Objective —
Give every entry again, word for word.

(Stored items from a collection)
____________

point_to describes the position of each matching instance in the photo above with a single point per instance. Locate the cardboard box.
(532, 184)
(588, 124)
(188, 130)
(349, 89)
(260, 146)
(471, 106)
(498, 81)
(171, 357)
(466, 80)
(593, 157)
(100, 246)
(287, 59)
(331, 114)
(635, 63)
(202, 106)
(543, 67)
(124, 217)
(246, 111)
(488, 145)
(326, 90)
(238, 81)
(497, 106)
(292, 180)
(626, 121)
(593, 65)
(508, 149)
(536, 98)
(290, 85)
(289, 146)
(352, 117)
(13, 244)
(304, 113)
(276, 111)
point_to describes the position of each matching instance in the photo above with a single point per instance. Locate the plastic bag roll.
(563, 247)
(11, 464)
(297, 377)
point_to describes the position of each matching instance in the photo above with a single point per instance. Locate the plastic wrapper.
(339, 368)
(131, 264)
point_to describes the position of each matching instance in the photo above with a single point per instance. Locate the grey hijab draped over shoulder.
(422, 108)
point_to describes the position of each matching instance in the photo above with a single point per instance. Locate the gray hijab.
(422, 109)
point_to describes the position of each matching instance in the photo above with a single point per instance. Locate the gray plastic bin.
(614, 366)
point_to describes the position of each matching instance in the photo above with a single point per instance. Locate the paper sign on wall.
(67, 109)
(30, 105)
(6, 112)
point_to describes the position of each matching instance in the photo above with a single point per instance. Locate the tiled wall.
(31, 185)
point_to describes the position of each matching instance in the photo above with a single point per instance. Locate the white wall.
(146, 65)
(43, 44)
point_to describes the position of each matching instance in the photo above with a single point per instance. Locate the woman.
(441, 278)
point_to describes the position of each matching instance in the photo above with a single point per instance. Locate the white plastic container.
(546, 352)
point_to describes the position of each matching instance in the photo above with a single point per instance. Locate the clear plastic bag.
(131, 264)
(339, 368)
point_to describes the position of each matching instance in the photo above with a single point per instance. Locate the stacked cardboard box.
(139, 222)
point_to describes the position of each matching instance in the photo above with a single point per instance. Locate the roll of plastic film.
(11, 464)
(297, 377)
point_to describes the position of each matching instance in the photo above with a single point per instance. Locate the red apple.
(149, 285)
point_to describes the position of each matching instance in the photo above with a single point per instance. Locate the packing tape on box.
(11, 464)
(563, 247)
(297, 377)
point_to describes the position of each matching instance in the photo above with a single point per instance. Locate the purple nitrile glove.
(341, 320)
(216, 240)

____________

Answer to the task —
point_to describes the position of each matching instance in the photo above with a single point per instance. Locate the cardboard box.
(532, 184)
(588, 124)
(188, 130)
(349, 89)
(260, 146)
(471, 106)
(498, 81)
(171, 357)
(466, 80)
(593, 157)
(100, 246)
(287, 59)
(331, 114)
(635, 63)
(202, 106)
(543, 67)
(124, 217)
(246, 111)
(488, 145)
(326, 90)
(238, 81)
(497, 106)
(292, 180)
(626, 121)
(593, 65)
(508, 149)
(536, 98)
(290, 85)
(289, 146)
(352, 117)
(13, 244)
(304, 113)
(276, 111)
point_to describes the position of each matching instance in the photo above with a single point per instance. Locate the plastic bag roll.
(563, 247)
(11, 464)
(297, 377)
point_to describes the position of each matching instance in the photo above with a single point per instance. Locate the plastic wrapper.
(339, 368)
(131, 264)
point_to describes the position of each matching instance in the photo above with a single point per instance. Locate the grey hijab draped over shoulder.
(422, 108)
point_to describes the position of each matching instance in the photo above with a single point per instance. Locate the gray hijab.
(422, 109)
point_to describes the position of each matching instance in the photo above with a single point per instance. Locate the gray plastic bin.
(614, 366)
point_to describes the position of each matching instance in the photo above with a single point per instance. Locate the paper sign on wall.
(67, 109)
(30, 105)
(6, 112)
point_to describes the position of each matching instance in the photo above with a single point per instance. Locate the tiled wall.
(31, 185)
point_to describes the position of each matching instance in the photo above with a single point per instance. Locate the white wall.
(146, 65)
(43, 44)
point_to describes the position of each matching instance in the photo above with a single point per instance. Locate the woman.
(441, 278)
point_to describes the position of each matching instance in the photo above with a single point per instance. Locate the white plastic container.
(546, 352)
point_to describes the position of each matching instance in the photo above with a single point per instance. Locate the clear plastic bag.
(131, 264)
(339, 368)
point_to describes the position of each matching instance in the photo above with a single point per instance. Locate the stacked cardboard box.
(139, 222)
point_to describes the position of each matching instance in the photo above with a single point per instance. Locate the roll of plastic film.
(11, 464)
(297, 377)
point_to describes the position of each matching instance in the photo above with a single point per instance. Locate the red apple.
(149, 285)
point_to describes the position of each matching instance in the photo above with a single point per instance. Locate the packing tape on box.
(11, 464)
(563, 247)
(297, 377)
point_to describes the position of each matching instance in the photo above with a single point per instance. Locate the purple nitrile glove.
(341, 320)
(216, 240)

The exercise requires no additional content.